The press has turned on Browns economic stewardship with a vengeance. For ten years I have tried to point out that Brown did not make the Bank of England independent, and that he had weakened it in a way which made it likely a future financial crisis would be handled badly. I lost the battle beneath the weight of Browns spin and the readiness of so many to believe him. For ten years I have pointed out that Browns preference for higher tax income and higher spending was bound to create an inefficient public sector, and weaken the overall performance of the UK economy. Many commentators turned a blind eye to this, because inflation and interest rates were low compared to the 1970s and the ERM period.
Now the press can find little good in Browns economic stewardship, seeing that the UK has suffered from higher interest rates, higher inflation and slower growth than the successful Anglosphere economies, and seeing that the UK economy is now unbalanced, with huge public sector and balance of payments deficits.
Browns period in charge of the UK economy as Chancellor and now as PM divides into three periods. In the first, 1997-2000, he carried on with Conservative spending plans, he repaid public debt, and continued the impressive recovery that started soon after we exited the ERM under the Conservatives. He was married to Prudence, and all went well.
In the second period, 2000-2006, Brown went on a huge spending spree, hurling money at the NHS, at education and many other areas of government. He and his colleagues just wanted to boast about record levels of spending. They did not seem to pause to ask what they were buying with all the money. They bloated the budgets for external advice and consultancy, they pushed up public sector pay more rapidly than private sector pay, set up many new quangoes, and recruited large numbers of extra people into the civil service. They did recruit some more nurses, teachers and doctors, just as previous governments did. They did rebuild some schools and hospitals that needed modernising, but there was overall too little to show for the vast increase in spending. Public sector efficiency fell in some areas, and performed very badly overall. Public debt started to build up, and Brown encouraged his own sub prime financing for government, creating a large number of off balance sheet ways of swelling public borrowing.

----

* Exercise goal
In the passage on Brown's economic record, the sentence beginning "They bloated the budgets" lists actions taken during the 2000-2006 period. List each of those actions.

----

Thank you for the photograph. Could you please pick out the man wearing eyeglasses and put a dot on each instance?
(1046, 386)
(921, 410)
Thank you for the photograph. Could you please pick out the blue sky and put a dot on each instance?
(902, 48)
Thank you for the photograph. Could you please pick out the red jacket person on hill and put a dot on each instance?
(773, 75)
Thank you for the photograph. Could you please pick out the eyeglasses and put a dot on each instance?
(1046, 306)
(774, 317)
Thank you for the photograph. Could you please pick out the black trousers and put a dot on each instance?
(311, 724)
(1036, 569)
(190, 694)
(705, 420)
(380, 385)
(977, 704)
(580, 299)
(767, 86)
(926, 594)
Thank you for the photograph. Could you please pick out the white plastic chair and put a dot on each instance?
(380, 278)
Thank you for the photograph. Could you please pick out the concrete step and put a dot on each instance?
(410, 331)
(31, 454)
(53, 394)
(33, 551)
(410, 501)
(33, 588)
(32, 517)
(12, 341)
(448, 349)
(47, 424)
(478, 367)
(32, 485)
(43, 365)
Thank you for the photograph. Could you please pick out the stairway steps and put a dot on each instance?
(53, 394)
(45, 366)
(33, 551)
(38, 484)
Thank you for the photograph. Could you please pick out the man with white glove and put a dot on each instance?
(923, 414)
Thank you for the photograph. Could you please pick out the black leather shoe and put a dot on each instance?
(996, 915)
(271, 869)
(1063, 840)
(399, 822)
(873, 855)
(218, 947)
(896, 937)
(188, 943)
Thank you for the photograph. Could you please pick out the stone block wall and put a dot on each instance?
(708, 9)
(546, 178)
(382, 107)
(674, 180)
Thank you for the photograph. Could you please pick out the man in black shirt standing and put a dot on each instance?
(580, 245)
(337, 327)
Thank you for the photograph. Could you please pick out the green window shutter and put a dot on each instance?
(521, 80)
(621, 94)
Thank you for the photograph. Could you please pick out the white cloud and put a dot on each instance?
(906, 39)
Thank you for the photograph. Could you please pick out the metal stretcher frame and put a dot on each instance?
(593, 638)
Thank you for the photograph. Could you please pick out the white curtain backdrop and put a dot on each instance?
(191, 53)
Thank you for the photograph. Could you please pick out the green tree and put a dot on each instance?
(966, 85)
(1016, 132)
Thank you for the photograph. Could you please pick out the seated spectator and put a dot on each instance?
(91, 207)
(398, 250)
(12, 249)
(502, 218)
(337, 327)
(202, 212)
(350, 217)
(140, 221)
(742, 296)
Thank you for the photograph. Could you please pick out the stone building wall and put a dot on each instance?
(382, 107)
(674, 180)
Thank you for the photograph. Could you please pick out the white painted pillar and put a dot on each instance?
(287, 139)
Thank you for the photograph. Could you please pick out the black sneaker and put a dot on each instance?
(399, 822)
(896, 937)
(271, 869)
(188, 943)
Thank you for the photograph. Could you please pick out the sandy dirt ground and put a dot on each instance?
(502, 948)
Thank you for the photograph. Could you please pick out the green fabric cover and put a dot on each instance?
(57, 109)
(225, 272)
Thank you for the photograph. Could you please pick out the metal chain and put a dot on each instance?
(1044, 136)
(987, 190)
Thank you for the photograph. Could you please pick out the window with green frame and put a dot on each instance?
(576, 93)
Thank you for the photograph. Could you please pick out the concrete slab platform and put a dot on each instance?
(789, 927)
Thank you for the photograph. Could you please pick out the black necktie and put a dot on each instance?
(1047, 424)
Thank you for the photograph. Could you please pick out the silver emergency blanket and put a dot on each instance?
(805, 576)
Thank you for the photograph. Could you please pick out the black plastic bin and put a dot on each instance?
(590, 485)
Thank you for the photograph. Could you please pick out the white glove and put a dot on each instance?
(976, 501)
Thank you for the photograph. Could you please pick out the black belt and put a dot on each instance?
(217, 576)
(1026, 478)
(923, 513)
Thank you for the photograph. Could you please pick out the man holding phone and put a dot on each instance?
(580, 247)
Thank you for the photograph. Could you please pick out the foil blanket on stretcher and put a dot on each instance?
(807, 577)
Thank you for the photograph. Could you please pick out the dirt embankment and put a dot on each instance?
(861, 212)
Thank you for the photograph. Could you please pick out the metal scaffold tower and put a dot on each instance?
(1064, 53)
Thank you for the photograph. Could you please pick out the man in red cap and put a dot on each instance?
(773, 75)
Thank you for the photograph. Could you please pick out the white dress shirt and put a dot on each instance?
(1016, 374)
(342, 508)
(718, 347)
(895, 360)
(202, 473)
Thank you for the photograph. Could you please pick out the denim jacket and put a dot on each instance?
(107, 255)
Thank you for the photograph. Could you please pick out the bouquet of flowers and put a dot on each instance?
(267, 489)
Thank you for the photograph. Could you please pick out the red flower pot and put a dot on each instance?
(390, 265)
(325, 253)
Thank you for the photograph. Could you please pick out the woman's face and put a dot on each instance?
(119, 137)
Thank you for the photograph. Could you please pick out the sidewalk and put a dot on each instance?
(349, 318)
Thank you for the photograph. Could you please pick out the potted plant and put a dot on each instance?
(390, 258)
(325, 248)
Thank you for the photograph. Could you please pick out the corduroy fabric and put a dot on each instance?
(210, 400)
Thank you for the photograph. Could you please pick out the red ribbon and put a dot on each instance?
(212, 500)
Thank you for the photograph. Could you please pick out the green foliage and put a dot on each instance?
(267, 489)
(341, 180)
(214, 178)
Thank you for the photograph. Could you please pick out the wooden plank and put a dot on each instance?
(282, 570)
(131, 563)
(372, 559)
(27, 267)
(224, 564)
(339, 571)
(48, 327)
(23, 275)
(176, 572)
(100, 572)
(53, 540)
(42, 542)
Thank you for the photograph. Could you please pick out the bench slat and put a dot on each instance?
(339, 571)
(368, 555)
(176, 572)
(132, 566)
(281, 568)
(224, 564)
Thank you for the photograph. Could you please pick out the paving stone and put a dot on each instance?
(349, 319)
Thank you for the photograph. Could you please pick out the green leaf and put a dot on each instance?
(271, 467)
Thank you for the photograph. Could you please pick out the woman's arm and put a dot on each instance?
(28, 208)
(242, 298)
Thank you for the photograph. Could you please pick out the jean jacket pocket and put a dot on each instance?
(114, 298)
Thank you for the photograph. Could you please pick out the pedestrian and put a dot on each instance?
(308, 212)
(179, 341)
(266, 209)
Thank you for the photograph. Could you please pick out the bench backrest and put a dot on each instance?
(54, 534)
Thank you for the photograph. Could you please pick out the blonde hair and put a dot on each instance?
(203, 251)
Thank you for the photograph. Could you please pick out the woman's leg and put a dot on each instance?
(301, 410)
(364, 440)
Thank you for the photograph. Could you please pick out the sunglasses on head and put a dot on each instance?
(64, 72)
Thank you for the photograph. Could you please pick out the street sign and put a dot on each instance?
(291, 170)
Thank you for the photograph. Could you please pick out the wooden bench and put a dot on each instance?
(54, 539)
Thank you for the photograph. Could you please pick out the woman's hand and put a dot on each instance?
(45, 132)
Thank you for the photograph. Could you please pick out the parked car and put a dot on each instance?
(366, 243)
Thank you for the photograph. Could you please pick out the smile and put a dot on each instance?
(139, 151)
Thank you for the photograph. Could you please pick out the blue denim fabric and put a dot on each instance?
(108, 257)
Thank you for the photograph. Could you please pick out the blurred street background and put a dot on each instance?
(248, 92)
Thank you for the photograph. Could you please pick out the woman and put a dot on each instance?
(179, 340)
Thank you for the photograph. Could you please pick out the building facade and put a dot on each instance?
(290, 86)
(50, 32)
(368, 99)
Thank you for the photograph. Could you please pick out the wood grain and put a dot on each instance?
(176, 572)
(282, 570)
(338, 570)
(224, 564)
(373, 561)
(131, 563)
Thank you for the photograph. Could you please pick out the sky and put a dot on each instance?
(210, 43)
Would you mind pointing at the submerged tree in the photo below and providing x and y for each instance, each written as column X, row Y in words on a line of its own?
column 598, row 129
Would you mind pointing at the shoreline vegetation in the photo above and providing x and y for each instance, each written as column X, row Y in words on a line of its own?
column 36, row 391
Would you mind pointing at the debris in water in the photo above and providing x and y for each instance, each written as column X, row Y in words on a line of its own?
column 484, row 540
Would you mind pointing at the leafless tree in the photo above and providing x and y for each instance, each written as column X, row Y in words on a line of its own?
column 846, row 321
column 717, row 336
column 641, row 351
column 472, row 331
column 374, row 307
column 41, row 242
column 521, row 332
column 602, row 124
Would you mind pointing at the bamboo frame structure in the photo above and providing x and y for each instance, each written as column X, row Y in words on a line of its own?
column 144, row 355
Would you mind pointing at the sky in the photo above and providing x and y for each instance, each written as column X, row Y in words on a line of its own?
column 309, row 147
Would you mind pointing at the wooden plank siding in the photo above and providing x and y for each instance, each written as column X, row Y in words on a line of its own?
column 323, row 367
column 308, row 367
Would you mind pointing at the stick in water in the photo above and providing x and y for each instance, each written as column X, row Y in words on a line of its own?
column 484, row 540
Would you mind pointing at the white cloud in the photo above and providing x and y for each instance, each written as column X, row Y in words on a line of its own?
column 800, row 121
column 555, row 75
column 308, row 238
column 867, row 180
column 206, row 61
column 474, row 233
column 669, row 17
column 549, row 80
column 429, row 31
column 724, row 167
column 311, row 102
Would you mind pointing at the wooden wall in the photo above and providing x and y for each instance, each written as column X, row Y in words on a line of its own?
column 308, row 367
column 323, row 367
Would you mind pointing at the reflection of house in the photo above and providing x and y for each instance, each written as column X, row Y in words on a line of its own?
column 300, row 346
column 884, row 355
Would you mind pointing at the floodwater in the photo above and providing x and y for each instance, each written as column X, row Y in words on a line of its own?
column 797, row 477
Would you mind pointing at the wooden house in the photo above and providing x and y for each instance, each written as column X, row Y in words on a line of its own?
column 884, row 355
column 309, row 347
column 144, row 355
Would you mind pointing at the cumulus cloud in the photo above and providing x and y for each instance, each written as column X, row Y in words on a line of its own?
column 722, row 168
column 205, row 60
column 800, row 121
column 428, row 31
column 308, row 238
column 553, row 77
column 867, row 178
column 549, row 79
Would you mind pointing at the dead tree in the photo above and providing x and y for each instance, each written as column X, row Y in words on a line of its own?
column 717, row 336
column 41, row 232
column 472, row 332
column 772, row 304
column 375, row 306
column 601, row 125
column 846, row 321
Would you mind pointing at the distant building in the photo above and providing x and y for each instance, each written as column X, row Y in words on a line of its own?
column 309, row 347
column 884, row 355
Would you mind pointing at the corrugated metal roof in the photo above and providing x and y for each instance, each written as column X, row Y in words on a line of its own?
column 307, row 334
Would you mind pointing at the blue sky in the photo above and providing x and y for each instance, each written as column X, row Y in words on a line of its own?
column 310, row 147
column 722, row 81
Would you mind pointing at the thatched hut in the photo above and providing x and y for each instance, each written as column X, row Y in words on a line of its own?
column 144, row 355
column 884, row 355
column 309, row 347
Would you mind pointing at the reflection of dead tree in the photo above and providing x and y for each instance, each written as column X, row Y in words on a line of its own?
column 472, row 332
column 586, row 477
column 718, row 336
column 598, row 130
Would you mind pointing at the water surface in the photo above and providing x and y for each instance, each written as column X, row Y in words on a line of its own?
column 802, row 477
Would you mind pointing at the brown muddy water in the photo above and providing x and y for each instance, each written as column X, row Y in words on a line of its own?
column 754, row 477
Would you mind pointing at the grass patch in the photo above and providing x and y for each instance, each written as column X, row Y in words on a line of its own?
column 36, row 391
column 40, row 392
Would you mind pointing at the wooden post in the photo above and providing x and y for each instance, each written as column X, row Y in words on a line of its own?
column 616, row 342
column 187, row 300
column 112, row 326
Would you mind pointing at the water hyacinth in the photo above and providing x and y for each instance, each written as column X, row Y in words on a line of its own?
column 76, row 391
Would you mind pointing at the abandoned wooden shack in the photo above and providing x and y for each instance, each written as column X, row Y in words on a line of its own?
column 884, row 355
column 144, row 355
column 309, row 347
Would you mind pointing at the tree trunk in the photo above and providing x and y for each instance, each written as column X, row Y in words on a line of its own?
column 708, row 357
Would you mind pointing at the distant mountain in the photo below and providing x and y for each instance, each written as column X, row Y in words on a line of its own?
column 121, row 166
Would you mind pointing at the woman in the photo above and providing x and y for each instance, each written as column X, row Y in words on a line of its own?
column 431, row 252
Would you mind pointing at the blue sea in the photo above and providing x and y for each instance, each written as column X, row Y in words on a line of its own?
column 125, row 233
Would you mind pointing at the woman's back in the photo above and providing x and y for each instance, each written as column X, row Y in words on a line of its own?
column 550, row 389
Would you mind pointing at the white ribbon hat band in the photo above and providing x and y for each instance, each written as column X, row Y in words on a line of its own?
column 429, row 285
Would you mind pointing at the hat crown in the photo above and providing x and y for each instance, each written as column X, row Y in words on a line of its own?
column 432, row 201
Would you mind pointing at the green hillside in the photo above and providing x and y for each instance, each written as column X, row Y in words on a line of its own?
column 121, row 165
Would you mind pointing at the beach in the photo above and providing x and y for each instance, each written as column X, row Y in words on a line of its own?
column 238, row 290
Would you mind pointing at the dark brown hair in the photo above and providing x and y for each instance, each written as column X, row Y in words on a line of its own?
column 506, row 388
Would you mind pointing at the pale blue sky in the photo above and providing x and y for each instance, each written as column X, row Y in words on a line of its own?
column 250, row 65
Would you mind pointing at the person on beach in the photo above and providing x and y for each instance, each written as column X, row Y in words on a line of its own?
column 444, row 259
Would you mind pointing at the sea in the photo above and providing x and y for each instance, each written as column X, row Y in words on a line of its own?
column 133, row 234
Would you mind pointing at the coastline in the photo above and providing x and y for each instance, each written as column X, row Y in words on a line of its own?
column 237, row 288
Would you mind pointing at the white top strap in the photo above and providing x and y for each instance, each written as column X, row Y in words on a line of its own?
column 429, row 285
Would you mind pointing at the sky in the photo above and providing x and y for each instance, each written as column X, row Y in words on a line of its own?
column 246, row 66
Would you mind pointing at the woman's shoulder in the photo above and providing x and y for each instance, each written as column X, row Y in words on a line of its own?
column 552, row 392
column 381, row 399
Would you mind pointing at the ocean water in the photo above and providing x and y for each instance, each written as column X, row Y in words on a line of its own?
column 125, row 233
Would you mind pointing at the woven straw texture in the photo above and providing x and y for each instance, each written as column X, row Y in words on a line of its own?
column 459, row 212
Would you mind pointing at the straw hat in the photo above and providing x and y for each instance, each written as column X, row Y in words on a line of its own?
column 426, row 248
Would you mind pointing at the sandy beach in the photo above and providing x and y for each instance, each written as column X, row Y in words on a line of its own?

----

* Written answer
- Bloated the budgets for external advice and consultancy
- Pushed up public sector pay more rapidly than private sector pay
- Set up many new quangoes
- Recruited large numbers of extra people into the civil service